→ Data:
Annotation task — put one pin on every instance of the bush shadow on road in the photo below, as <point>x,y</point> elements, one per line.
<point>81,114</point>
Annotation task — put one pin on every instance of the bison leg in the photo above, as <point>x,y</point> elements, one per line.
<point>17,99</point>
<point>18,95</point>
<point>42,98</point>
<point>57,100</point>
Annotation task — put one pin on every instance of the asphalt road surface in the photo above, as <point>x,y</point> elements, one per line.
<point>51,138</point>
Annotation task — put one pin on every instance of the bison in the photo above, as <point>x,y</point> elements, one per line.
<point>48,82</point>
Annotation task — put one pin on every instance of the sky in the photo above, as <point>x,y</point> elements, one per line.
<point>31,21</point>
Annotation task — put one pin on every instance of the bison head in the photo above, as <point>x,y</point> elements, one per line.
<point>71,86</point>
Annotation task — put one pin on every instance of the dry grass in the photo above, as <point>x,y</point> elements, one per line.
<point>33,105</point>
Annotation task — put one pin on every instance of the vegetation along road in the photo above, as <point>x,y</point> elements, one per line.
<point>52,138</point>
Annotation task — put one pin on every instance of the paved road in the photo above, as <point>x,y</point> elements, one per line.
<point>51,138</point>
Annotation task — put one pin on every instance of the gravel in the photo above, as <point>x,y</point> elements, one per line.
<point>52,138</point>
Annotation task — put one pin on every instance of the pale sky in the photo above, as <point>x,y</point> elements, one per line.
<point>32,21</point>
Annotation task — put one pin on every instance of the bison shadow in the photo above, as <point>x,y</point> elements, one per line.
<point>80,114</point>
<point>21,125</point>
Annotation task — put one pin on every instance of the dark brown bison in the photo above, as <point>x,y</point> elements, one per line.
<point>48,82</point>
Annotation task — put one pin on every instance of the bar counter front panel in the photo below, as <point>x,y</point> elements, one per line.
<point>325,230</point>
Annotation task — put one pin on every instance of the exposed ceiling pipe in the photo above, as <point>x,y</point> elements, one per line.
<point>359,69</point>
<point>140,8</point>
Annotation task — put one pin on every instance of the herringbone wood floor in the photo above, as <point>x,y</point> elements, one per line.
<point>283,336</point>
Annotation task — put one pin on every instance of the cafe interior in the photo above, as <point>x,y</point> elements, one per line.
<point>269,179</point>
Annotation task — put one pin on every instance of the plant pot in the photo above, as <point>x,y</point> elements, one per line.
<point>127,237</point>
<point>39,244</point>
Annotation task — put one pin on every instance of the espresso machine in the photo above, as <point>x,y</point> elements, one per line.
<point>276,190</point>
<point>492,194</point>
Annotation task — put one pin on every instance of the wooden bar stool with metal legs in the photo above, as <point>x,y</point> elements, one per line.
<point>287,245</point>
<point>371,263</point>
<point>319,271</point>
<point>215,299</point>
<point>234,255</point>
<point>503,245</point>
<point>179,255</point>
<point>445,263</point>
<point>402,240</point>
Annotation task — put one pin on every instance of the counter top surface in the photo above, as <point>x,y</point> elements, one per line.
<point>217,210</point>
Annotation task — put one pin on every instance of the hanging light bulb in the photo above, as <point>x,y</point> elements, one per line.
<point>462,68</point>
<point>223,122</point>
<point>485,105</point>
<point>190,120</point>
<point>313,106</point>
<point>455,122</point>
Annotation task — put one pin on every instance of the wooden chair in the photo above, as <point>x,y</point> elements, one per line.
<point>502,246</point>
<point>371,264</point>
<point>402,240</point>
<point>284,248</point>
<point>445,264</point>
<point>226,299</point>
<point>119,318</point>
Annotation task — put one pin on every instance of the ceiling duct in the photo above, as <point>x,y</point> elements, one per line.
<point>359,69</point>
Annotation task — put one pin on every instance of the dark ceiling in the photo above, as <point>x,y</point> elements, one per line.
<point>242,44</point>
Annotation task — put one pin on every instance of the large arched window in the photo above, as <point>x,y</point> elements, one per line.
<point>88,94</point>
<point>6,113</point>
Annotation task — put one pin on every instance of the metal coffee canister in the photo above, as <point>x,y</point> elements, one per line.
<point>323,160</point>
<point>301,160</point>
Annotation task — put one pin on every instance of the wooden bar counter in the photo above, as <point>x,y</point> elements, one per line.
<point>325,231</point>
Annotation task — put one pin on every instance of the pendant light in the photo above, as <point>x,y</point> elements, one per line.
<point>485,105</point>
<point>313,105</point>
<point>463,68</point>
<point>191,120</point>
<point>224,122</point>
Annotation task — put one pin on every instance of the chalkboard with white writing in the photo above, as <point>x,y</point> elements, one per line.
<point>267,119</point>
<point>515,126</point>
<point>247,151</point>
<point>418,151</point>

→ Exercise:
Keeping each word as given, write out the material above.

→ Written solution:
Annotation task — put one pin on every instance of the bush shadow on road in the photo below, as <point>x,y</point> elements, one per line.
<point>81,114</point>
Annotation task — put one pin on every instance of the bison leg in the photo above, as <point>x,y</point> elements, one per line.
<point>17,99</point>
<point>18,95</point>
<point>42,98</point>
<point>57,100</point>
Annotation task — put one pin on every instance of the asphalt road surface in the photo above, as <point>x,y</point> elements, one per line.
<point>51,138</point>
Annotation task — put one pin on every instance of the bison in the photo above, as <point>x,y</point> elements, one per line.
<point>48,82</point>
Annotation task — put one pin on every instance of the sky in the photo above, as <point>x,y</point> elements, one per line.
<point>31,21</point>
Annotation task — put one pin on every instance of the bison head in the photo above, as <point>x,y</point> elements, one per line.
<point>71,86</point>
Annotation task — put one pin on every instance of the dry grass in the photo above, as <point>x,y</point> elements, one per line.
<point>33,105</point>
Annotation task — put one pin on every instance of the vegetation along road in the photo above, as <point>x,y</point> elements, one per line.
<point>52,138</point>
Annotation task — put one pin on every instance of the paved road in the photo above, as <point>x,y</point> elements, one per line.
<point>51,138</point>
Annotation task — put one pin on every instance of the gravel in the photo above, as <point>x,y</point> elements, one per line.
<point>52,138</point>
Annotation task — put one pin on every instance of the pale sky in the photo above, as <point>x,y</point> elements, one per line.
<point>32,21</point>
Annotation task — put one pin on every instance of the bison shadow in the photo above, as <point>x,y</point> elements, one per line.
<point>80,114</point>
<point>21,125</point>
Annotation task — put one pin on every instance of the dark brown bison in the photo above, as <point>x,y</point> elements, one per line.
<point>48,82</point>
Annotation task — put one pin on every instance of the bar counter front panel in the photo below, as <point>x,y</point> elements, one per line.
<point>325,230</point>
Annotation task — put one pin on every instance of the exposed ceiling pipe in the photo above, as <point>x,y</point> elements, one per line.
<point>359,69</point>
<point>140,8</point>
Annotation task — put one pin on every instance of the herringbone wood floor in the photo above, as <point>x,y</point> elements, one per line.
<point>283,336</point>
Annotation task — put one pin on every instance of the cafe interior in the photo above, as <point>x,y</point> elements, one per line.
<point>269,179</point>
Annotation task — put one pin on every instance of the plant pot in the photo above, as <point>x,y</point> elements, one per line.
<point>127,237</point>
<point>39,244</point>
Annotation task — put one pin on every instance of the espresso machine in the photo above, as <point>x,y</point> elements, one per line.
<point>276,190</point>
<point>492,194</point>
Annotation task — put one pin on every instance of the wooden bar stool with metal legs in the photo above, as <point>x,y</point> elements, one per line.
<point>287,245</point>
<point>371,263</point>
<point>319,271</point>
<point>215,299</point>
<point>234,255</point>
<point>503,245</point>
<point>179,255</point>
<point>445,263</point>
<point>402,240</point>
Annotation task — put one pin on every instance of the counter top surface in the photo above, as <point>x,y</point> elements, one per line.
<point>217,210</point>
Annotation task — put one pin on every instance of the hanging light bulb in the photo above, as <point>x,y</point> elements, one per line.
<point>462,68</point>
<point>223,122</point>
<point>485,105</point>
<point>190,120</point>
<point>313,106</point>
<point>455,122</point>
Annotation task — put one pin on every instance of the wooden chair in the photo above, as <point>x,y</point> elements, one per line.
<point>502,246</point>
<point>371,264</point>
<point>402,240</point>
<point>284,248</point>
<point>445,264</point>
<point>226,299</point>
<point>119,318</point>
Annotation task — put one pin on every instance of the ceiling duct in the photo above, as <point>x,y</point> elements, one per line.
<point>359,69</point>
Annotation task — put one pin on every instance of the dark ceiling in the photo above, as <point>x,y</point> elements, one per line.
<point>242,44</point>
Annotation task — put one pin on every instance of the large arched window in the photo above, as <point>x,y</point> elements, one per line.
<point>88,94</point>
<point>6,113</point>
Annotation task — put one pin on every instance of the metal coffee canister in the photo above, as <point>x,y</point> elements, one per line.
<point>323,160</point>
<point>301,160</point>
Annotation task — put one pin on every instance of the wooden bar counter in the photo above, as <point>x,y</point> elements, one per line.
<point>325,231</point>
Annotation task — put one pin on every instance of the pendant light in the photo above, as <point>x,y</point> elements, one per line.
<point>485,105</point>
<point>313,105</point>
<point>463,68</point>
<point>191,120</point>
<point>224,122</point>
Annotation task — put one pin on every instance of the chalkboard with white writing in the photo above, as <point>x,y</point> elements, one per line.
<point>267,119</point>
<point>515,126</point>
<point>247,151</point>
<point>418,151</point>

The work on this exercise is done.